From the line that includes "Query: wheel rim" to the closing line of the data, please transcribe every line exactly and add nothing.

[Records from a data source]
-=-=-=-=-
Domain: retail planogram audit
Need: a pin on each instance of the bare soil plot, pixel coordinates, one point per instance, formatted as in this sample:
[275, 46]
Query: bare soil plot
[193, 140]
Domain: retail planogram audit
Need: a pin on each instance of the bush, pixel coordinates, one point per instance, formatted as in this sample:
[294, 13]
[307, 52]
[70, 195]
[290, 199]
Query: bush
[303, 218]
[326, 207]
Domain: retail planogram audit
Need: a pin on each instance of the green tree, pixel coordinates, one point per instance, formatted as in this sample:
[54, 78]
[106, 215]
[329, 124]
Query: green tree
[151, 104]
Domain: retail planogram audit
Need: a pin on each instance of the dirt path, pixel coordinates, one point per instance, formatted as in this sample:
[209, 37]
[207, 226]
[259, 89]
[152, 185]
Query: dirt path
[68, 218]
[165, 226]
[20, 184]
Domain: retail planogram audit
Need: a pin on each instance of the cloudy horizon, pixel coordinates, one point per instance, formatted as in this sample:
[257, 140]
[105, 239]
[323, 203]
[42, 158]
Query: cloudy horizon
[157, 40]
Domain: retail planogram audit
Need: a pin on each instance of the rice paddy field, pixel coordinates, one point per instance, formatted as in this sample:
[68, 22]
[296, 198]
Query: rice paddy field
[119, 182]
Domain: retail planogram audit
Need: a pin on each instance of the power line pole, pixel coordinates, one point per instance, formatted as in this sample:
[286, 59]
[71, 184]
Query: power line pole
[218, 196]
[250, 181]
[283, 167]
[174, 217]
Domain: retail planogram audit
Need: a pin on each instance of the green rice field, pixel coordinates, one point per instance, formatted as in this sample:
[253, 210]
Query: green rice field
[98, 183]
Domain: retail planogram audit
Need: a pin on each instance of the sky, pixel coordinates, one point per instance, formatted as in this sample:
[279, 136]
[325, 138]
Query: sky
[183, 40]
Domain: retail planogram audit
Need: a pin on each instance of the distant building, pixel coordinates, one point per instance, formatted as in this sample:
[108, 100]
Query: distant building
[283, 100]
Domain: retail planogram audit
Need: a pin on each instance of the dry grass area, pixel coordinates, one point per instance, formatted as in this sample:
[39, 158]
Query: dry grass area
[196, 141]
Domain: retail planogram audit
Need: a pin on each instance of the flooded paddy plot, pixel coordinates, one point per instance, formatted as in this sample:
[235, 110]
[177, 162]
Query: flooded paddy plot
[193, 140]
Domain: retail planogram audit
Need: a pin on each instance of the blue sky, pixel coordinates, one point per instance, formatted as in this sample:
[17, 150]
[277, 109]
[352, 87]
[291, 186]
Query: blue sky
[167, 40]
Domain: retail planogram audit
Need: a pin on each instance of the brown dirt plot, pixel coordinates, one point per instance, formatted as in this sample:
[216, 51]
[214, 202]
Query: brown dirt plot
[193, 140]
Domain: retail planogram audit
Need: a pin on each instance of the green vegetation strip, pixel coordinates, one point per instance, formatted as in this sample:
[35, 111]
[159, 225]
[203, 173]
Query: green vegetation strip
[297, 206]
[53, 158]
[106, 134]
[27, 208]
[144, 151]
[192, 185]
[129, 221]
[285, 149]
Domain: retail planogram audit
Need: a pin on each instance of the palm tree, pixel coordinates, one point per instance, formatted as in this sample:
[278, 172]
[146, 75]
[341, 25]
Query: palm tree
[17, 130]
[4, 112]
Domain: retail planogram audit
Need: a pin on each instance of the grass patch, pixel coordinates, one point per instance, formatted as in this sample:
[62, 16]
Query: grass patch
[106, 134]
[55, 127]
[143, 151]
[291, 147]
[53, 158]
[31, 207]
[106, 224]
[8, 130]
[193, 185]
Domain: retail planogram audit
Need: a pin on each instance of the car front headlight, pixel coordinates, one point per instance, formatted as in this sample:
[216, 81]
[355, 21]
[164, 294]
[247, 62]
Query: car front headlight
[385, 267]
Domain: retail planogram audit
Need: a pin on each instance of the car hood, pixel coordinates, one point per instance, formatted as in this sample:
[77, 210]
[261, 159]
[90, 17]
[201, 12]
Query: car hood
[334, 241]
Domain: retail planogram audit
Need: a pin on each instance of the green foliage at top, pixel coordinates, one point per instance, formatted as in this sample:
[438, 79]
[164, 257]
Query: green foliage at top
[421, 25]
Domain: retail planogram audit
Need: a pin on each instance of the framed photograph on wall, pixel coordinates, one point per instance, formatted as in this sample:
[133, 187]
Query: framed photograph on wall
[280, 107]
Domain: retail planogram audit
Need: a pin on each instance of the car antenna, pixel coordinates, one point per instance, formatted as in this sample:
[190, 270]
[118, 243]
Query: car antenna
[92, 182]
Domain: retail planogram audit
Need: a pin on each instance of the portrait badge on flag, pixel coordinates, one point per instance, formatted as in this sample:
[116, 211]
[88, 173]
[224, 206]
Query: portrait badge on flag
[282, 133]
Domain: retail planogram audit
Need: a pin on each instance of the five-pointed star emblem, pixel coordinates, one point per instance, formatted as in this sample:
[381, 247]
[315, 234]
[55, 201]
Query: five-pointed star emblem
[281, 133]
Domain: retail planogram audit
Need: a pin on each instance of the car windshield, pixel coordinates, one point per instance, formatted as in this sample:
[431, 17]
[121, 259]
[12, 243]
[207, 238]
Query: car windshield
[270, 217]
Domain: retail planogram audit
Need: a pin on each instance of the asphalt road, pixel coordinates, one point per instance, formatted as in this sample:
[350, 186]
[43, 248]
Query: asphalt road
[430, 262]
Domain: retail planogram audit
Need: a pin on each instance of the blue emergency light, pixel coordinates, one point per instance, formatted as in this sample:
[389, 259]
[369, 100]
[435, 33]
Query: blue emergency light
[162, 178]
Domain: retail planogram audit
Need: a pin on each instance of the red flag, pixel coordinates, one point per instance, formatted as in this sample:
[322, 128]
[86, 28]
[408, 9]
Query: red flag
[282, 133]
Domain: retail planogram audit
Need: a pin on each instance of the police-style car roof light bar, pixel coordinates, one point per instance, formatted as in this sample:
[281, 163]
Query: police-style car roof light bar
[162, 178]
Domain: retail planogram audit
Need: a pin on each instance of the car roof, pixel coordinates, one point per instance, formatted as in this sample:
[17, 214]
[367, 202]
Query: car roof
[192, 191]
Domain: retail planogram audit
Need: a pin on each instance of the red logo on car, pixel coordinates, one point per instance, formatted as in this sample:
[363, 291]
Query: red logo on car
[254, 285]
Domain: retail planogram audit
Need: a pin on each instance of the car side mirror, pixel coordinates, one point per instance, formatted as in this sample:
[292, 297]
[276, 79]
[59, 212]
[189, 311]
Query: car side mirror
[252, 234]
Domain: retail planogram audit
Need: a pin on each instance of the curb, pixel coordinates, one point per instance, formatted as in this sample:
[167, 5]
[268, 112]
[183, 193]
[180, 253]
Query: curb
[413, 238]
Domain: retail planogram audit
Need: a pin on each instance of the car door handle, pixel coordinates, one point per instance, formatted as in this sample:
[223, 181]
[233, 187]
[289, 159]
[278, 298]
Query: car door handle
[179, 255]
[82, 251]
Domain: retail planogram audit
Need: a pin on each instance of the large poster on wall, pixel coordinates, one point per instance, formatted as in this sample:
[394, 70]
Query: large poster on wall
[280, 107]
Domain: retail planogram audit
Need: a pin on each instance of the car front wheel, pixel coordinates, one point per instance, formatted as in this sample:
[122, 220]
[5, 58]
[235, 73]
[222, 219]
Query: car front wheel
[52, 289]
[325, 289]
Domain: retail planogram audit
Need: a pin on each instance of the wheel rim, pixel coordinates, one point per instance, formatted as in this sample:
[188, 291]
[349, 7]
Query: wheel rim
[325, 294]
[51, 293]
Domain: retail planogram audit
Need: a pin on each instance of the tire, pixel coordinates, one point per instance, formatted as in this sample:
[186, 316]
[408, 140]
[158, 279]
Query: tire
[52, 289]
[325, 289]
-=-=-=-=-
**Your solution**
Query: wheel rim
[325, 294]
[51, 293]
Domain: retail planogram audit
Need: a pin on each instance of the tire, pixel coordinates, one point per instance, formatted as in this sample:
[186, 316]
[408, 140]
[158, 279]
Query: tire
[52, 289]
[325, 289]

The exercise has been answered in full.